## Supplied data
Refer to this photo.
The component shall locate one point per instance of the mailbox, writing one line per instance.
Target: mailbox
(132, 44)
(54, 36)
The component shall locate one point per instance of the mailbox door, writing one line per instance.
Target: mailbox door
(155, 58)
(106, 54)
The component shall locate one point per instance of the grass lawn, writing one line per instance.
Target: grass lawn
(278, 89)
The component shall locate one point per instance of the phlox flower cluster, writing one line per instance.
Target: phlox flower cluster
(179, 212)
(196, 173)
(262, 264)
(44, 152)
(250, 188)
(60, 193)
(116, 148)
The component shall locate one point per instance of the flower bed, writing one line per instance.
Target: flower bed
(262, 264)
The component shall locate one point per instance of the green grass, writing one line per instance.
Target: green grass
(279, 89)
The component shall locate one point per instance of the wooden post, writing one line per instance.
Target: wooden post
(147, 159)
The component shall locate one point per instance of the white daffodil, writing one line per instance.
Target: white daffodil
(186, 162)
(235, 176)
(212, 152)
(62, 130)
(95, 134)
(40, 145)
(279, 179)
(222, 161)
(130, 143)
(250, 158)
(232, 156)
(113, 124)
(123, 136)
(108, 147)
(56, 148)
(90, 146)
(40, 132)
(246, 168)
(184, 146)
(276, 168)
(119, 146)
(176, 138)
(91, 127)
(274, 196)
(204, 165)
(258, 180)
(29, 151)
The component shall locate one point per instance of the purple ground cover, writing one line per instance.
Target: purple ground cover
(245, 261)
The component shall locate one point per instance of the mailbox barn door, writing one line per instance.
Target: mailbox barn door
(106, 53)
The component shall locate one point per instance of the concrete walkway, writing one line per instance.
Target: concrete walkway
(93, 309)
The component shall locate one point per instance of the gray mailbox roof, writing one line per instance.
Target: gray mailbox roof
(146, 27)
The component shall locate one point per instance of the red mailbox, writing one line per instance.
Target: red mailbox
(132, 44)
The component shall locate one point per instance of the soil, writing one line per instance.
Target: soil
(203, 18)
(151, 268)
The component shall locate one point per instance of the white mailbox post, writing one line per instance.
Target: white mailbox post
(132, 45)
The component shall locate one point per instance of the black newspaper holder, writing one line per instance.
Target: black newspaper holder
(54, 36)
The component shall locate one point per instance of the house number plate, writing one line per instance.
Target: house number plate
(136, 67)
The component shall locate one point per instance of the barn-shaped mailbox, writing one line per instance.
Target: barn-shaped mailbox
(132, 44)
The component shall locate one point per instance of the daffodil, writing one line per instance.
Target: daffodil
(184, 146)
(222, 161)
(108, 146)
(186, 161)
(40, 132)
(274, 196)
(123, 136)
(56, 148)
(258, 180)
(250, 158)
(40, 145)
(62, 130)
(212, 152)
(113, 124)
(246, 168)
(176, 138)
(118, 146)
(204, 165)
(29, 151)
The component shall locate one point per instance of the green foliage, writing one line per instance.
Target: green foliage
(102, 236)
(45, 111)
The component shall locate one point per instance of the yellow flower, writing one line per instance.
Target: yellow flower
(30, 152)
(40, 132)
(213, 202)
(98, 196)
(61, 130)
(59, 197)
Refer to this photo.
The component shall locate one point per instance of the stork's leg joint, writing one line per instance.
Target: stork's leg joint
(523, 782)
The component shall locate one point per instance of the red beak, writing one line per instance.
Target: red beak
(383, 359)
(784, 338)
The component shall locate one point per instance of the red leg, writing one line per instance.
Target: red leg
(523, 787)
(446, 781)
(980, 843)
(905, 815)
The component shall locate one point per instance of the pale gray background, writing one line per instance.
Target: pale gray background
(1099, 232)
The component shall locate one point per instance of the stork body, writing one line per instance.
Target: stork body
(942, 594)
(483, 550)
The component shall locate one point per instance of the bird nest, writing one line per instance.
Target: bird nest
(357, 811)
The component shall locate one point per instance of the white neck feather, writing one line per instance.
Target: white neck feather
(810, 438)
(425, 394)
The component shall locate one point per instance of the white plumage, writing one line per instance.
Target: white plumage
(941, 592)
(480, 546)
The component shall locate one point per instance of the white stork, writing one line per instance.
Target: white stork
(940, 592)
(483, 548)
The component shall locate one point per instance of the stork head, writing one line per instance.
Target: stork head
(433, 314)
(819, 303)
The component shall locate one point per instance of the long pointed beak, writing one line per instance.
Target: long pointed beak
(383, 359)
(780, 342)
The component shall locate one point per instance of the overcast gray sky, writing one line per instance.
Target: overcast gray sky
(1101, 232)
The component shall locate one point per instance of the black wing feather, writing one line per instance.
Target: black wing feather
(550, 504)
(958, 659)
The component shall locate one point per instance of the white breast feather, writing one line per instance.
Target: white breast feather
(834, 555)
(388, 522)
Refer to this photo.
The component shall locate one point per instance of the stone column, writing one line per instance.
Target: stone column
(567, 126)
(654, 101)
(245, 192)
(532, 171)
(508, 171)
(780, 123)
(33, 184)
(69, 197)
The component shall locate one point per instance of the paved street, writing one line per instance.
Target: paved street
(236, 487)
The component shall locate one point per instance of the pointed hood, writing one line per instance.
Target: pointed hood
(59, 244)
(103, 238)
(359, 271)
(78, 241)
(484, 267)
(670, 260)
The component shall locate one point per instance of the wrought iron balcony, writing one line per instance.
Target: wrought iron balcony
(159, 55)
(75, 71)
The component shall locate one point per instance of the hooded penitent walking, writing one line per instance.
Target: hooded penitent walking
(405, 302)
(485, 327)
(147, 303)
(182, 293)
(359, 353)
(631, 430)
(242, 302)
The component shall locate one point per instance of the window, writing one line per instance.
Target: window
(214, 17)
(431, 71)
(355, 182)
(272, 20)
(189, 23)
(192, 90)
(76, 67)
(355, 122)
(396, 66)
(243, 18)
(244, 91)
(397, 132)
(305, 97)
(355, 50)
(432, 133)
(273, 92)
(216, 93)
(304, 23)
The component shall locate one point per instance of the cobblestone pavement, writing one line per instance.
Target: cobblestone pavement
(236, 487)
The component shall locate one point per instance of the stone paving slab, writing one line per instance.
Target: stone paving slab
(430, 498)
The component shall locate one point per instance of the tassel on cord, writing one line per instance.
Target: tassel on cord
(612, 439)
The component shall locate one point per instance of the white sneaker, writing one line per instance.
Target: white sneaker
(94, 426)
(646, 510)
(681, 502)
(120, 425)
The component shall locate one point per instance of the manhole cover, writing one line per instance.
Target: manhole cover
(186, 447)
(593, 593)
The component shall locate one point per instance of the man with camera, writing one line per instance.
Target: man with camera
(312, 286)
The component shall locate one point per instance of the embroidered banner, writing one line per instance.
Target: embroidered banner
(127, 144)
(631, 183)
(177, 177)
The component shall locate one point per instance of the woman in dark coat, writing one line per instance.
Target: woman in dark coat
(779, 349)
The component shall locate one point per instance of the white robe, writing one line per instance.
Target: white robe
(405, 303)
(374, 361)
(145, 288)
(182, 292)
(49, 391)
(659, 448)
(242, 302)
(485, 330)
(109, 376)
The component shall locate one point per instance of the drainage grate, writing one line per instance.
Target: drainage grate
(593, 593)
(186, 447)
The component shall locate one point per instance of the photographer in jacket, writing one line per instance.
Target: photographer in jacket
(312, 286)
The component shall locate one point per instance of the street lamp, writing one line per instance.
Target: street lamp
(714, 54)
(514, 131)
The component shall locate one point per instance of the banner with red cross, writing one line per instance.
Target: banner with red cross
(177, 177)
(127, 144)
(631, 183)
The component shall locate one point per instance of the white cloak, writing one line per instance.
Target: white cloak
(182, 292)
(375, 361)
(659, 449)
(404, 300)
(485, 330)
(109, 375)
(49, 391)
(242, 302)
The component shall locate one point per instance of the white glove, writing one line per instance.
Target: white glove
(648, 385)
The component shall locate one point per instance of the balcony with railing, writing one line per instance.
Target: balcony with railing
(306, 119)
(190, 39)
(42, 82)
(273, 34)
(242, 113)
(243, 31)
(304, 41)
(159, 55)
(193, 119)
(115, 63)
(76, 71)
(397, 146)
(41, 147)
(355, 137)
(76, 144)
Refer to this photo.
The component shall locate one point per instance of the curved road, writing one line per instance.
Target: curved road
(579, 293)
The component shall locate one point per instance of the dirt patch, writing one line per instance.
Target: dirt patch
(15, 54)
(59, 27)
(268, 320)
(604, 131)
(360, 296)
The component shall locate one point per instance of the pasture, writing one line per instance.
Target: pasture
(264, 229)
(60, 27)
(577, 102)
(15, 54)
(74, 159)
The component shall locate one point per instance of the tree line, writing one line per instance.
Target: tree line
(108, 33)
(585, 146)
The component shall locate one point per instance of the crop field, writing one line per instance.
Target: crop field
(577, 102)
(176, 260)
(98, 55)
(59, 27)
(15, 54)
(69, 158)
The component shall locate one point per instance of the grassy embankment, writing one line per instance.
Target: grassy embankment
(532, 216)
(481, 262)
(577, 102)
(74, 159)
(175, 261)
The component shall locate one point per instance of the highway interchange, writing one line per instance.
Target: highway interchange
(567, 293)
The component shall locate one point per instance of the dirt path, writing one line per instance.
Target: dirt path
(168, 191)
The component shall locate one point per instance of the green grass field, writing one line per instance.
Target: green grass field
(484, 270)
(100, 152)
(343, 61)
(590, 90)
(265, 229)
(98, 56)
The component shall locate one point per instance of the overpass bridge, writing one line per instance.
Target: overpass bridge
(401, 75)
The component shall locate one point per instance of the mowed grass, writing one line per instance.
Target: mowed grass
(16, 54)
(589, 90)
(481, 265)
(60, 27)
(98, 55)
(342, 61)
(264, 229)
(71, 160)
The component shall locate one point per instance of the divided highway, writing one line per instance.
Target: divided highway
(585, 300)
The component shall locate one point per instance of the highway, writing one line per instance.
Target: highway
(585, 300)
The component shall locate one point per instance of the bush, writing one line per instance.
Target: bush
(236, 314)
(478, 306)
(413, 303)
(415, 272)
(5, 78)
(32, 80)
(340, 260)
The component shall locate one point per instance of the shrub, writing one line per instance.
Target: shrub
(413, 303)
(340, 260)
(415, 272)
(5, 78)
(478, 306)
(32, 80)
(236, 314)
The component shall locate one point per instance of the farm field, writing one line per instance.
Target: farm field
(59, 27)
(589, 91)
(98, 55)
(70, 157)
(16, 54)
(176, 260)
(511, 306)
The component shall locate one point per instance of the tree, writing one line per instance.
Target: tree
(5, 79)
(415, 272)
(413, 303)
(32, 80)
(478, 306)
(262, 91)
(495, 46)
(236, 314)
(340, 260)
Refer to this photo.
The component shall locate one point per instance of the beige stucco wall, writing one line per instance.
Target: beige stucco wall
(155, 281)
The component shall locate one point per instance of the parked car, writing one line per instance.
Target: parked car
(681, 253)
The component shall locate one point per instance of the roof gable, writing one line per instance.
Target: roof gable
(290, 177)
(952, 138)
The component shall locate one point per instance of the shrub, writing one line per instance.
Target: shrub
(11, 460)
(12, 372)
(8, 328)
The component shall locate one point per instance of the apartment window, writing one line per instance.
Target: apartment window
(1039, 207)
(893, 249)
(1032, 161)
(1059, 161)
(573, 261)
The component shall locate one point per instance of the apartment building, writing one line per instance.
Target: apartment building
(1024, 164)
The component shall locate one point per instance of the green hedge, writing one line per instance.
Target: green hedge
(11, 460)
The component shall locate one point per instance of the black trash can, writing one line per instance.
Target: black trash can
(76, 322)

## Work item
Return only and exactly the lines from the one that contains "building, writing one line per instance." through the final line of the material above.

## Exercise solution
The component shall locate one point per instance of the apartment building, writing one line per instance.
Target: apartment building
(1024, 164)
The component shall locate one point per instance of the green hedge, writing one line per instance.
Target: green hedge
(11, 460)
The component shall locate one point per instance of the black trash can, writing one line per instance.
Target: black trash can
(76, 322)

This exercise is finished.